**Lines of data:**
^^^^^^^^

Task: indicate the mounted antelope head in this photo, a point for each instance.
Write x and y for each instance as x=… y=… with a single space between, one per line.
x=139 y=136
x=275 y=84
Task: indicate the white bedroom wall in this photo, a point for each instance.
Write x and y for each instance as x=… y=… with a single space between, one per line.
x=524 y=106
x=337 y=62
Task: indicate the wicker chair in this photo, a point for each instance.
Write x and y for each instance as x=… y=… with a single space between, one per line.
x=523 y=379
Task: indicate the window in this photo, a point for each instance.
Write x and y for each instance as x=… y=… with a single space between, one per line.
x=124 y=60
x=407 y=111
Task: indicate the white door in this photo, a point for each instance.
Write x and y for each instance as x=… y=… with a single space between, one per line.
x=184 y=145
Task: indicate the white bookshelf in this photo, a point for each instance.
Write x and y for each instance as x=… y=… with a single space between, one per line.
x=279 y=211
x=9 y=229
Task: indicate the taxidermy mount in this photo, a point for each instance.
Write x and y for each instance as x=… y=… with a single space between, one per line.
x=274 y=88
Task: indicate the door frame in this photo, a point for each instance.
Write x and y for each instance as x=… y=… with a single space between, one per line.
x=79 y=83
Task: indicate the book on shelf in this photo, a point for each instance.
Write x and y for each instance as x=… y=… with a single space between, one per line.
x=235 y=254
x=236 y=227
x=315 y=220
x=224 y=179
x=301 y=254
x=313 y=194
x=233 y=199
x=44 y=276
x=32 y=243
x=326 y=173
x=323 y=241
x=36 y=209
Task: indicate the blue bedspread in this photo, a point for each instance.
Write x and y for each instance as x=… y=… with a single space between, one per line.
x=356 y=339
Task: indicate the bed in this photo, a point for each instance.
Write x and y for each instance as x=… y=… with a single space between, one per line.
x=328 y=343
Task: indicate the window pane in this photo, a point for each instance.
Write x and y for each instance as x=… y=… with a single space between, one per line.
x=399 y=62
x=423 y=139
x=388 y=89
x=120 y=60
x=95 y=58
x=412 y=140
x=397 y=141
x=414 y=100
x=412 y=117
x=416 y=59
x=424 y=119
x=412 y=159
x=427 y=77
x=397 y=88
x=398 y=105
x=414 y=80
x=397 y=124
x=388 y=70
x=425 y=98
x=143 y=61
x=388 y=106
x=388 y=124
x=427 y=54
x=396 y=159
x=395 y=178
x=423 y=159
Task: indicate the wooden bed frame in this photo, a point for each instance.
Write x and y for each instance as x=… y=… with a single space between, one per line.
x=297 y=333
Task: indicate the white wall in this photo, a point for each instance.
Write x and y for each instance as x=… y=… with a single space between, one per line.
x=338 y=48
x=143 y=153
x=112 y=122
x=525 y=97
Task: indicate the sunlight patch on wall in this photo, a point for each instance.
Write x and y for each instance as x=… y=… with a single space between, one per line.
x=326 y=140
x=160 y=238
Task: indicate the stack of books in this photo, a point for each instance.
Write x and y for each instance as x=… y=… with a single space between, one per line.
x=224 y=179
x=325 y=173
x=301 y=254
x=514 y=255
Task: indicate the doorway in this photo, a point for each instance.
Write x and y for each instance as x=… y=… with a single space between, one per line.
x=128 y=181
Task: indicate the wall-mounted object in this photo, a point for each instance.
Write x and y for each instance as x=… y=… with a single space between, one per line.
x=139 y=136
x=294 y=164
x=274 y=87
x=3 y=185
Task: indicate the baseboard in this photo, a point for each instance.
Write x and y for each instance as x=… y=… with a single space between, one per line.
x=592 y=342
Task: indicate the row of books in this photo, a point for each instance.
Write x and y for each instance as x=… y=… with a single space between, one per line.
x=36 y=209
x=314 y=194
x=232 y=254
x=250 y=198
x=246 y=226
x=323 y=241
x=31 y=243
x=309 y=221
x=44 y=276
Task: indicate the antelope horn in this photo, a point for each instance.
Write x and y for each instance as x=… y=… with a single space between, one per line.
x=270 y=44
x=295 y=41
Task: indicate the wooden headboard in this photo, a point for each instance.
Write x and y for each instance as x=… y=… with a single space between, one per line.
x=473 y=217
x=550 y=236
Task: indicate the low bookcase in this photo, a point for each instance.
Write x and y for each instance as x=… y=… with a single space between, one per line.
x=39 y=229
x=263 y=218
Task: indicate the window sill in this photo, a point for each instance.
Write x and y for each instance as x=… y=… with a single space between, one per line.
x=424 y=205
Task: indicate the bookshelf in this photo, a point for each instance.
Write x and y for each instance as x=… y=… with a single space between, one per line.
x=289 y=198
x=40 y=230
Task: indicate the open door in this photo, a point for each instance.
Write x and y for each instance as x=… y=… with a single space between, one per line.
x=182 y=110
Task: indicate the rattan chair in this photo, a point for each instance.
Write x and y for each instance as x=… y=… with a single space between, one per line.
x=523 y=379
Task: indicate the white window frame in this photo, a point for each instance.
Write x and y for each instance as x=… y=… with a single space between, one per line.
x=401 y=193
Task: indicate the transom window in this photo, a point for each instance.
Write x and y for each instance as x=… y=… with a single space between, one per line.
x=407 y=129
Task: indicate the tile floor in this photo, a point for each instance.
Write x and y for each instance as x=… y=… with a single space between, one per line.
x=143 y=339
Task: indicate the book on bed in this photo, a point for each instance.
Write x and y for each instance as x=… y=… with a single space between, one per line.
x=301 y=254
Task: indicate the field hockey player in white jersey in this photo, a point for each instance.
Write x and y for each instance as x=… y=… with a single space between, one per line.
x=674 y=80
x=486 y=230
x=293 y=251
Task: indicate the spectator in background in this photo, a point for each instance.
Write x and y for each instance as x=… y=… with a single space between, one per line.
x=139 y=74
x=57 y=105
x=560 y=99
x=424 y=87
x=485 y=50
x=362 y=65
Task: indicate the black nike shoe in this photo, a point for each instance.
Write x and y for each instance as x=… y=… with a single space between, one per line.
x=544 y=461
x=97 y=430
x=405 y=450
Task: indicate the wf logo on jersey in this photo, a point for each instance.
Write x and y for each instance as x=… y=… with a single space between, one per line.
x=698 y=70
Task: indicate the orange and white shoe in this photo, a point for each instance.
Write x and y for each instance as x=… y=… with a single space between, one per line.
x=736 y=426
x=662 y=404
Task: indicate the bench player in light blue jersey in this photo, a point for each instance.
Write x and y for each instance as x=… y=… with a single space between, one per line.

^^^^^^^^

**EXERCISE:**
Reproduce all the entries above, switching every "one per line" to "one on each line". Leave everything else unchanged.

**WORKED ANSWER:**
Task: indicate the mounted antelope head in this photo, a point for each instance.
Write x and y for each instance as x=… y=… with a single space between, one on each line.
x=139 y=136
x=275 y=84
Task: indicate the white bedroom wall in this photo, a point for each instance.
Write x and y for each instance as x=… y=… with a single space between, one on each line.
x=524 y=106
x=337 y=62
Task: indicate the wicker chair in this photo, a point for each instance.
Write x and y for each instance as x=… y=… with a single space between, one on each line.
x=523 y=379
Task: indicate the window in this photo, a point for each instance.
Write x and y for each instance as x=… y=… with a single space between, one on each line.
x=124 y=60
x=407 y=111
Task: indicate the white door in this photo, a point for each instance.
Write x and y for each instance as x=… y=… with a single space between, one on each line.
x=184 y=145
Task: indicate the white bookshelf in this photo, a point for each instance.
Write x and y for each instance as x=… y=… with a single space between, one on each line.
x=279 y=211
x=9 y=229
Task: indicate the taxidermy mount in this photo, a point for each instance.
Write x and y for each instance as x=… y=… with a single space between, one on each line.
x=274 y=88
Task: indicate the door frame in this photo, a point for each instance.
Write x and y for each instance as x=… y=… with a single space between, one on each line.
x=79 y=83
Task: indicate the book on shelf in this photo, a point for each instance.
Write x and y for each instance as x=… y=… with a single space between, one on each line.
x=235 y=254
x=236 y=227
x=315 y=220
x=224 y=179
x=301 y=254
x=313 y=194
x=233 y=199
x=44 y=276
x=32 y=243
x=326 y=173
x=323 y=241
x=36 y=209
Task: indicate the blue bedspread in this photo, a point for each instance.
Write x and y for each instance as x=… y=… with a single space between, one on each line.
x=356 y=339
Task: indicate the bed in this photo, a point for each instance.
Write x and y for each instance as x=… y=… with a single space between, one on each line.
x=328 y=343
Task: indicate the window pane in this photo, a point for each instance.
Write x and y for each instance as x=… y=… with a single space between, one on each line.
x=399 y=62
x=423 y=139
x=388 y=89
x=120 y=60
x=95 y=58
x=412 y=140
x=397 y=141
x=414 y=100
x=412 y=117
x=416 y=59
x=424 y=119
x=412 y=159
x=427 y=77
x=397 y=88
x=398 y=105
x=414 y=80
x=397 y=124
x=388 y=70
x=425 y=98
x=143 y=61
x=388 y=106
x=388 y=124
x=427 y=54
x=396 y=159
x=395 y=178
x=423 y=159
Task: indicate the wooden bed frame in this photo, a point for each instance.
Write x and y for each instance as x=… y=… with a single space between, one on each line.
x=297 y=333
Task: indicate the white wall in this photo, a point for each instance.
Write x and y for each instance as x=… y=… with a single space between, one on each line.
x=338 y=48
x=143 y=153
x=112 y=122
x=525 y=97
Task: indicate the sunlight patch on wall in this photo, a point for each instance.
Write x and y for each instance as x=… y=… with a single space between, one on each line.
x=326 y=140
x=160 y=238
Task: indicate the stack of books in this photo, a point for each instance.
Write x and y for each instance as x=… y=… with a single space between, one on each line.
x=224 y=179
x=325 y=173
x=301 y=254
x=514 y=255
Task: indicate the doorway in this photo, a point for each instance.
Write x and y for each instance as x=… y=… with a single space between, one on each line.
x=128 y=181
Task: indicate the wall-mounted object in this photo, a point for each instance.
Write x and y for each instance as x=… y=… with a single space between, one on each line.
x=139 y=136
x=294 y=164
x=274 y=87
x=3 y=185
Task: indicate the baseboard in this photo, a point for each instance.
Write x and y for each instance as x=… y=… with a single space between, one on each line.
x=592 y=342
Task: indicate the row of books in this photo, a point for each instance.
Write x and y for each instance as x=… y=… with a single space between, one on each line.
x=36 y=209
x=314 y=194
x=232 y=254
x=250 y=198
x=246 y=226
x=323 y=241
x=31 y=243
x=309 y=221
x=44 y=276
Task: indicate the antelope horn in this photo, a point for each instance.
Write x and y for each instance as x=… y=… with a single space between, one on each line.
x=270 y=44
x=295 y=41
Task: indicate the wooden headboard in this photo, a point for each instance.
Write x and y for each instance as x=… y=… with a single space between, one on each line.
x=473 y=217
x=550 y=236
Task: indicate the low bookcase in this photo, a point for each instance.
Write x and y for each instance as x=… y=… with a single space between, one on each line.
x=39 y=229
x=263 y=218
Task: indicate the window sill in this photo, a point for each instance.
Write x and y for each instance as x=… y=… with a single space between, one on each line.
x=424 y=205
Task: indicate the bookshelf in this photo, a point for each instance.
Write x and y for each instance as x=… y=… with a single space between, one on each line.
x=289 y=198
x=40 y=230
Task: indicate the open door in this photo, a point for each instance.
Write x and y for each instance as x=… y=… with a single space between, one on each line.
x=182 y=110
Task: indicate the rattan chair in this photo, a point for each instance.
Write x and y for each instance as x=… y=… with a single space between, one on each line.
x=523 y=379
Task: indicate the white window frame in this photo, a point for each instance.
Write x and y for each instance as x=… y=… with a single space between, one on each line.
x=401 y=193
Task: indicate the transom window in this photo, a point for each instance.
Write x and y for each instance as x=… y=… with a single space between, one on each line.
x=407 y=129
Task: indicate the tile floor in this photo, a point for each instance.
Write x and y for each instance as x=… y=… with a single space between, one on each line.
x=143 y=339
Task: indicate the book on bed in this photo, a point for each instance.
Write x and y for each instance as x=… y=… with a single space between, one on each line.
x=301 y=254
Task: indicate the field hockey player in white jersey in this photo, a point for each instance.
Write x and y for each instance as x=… y=… with a single space between, one on each line.
x=674 y=80
x=486 y=230
x=293 y=251
Task: indicate the spectator in background in this photo, a point for each instance.
Write x and y for each instance as x=… y=… with a single space between, one on each line.
x=139 y=74
x=57 y=105
x=560 y=99
x=424 y=87
x=485 y=50
x=362 y=65
Task: indicate the black nike shoe in this photo, a point for each instance.
Write x and y for each instance as x=… y=… with a single space between, one on each line.
x=544 y=461
x=97 y=430
x=405 y=450
Task: indicate the wf logo on jersey in this photo, a point for each instance.
Write x and y for each instance as x=… y=… with a single space between, one on each line.
x=698 y=70
Task: indicate the orange and white shoe in this photo, a point for each instance.
Write x and y for each instance as x=… y=… with a single space between, one on each line.
x=736 y=426
x=662 y=404
Task: indicate the bench player in light blue jersey in this photo, a point for each instance.
Write x and y for each instance as x=… y=… with a single space between, one on each line.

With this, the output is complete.